— START OF Supplied text —

Implement sharding of build and test targets (#618)
This commit implements optional sharding. The algorithm resolves all test target patterns, then uses a list of build and test targets to distribute all targets across shards. Currently the sharding protocol assigns every N-th target (starting at offset I) to a shard, with N being the number of shards and I being the shard ID.
Example run: https://buildkite.com/bazel/fwe-test/builds/44 (with debug output)
The distribution of shell tests is not yet ideal, hence the distribution of test times is quite uneven.
This feature is still experimental, hence it's not mentioned in the documentation.
diff --git a/buildkite/bazelci.py b/buildkite/bazelci.py
index ceab73b..59af243 100644
--- a/buildkite/bazelci.py
+++ b/buildkite/bazelci.py
@@ -620,8 +620,6 @@
if incompatible_flags:
bazel_version = None
- build_only = build_only or "test_targets" not in task_config
- test_only = test_only or "build_targets" not in task_config
if build_only and test_only:
raise BuildkiteException("build_only and test_only cannot be true at the same time")
@@ -737,20 +735,26 @@
if needs_clean:
execute_bazel_clean(bazel_binary, platform)
- if not test_only:
+ build_targets, test_targets = calculate_targets(
+ task_config, platform, bazel_binary, build_only, test_only
+ )

— END OF Supplied text —
— START OF Available data —

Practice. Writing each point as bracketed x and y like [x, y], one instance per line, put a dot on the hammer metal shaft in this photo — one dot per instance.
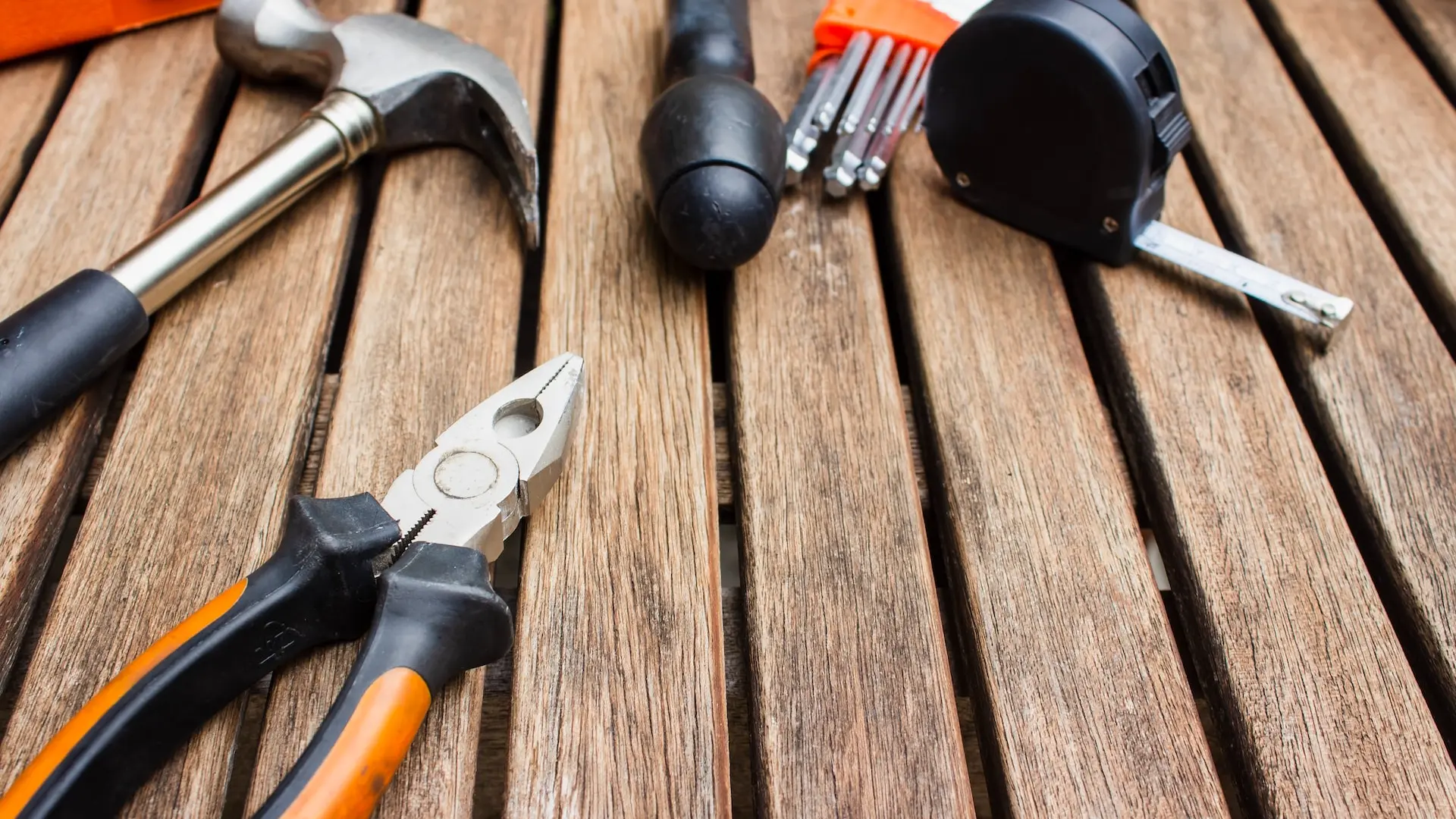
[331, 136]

— END OF Available data —

Task:
Please summarize the sharding commit text in two sentences. The material plays no part in this.

Worked solution:
This commit adds optional sharding that resolves all test target patterns and then distributes the build and test targets across shards, assigning every N-th target, starting at offset I, to a shard, where N is the number of shards and I is the shard ID. The feature is still experimental and left out of the documentation, and because shell tests are not yet distributed ideally, test times are spread quite unevenly.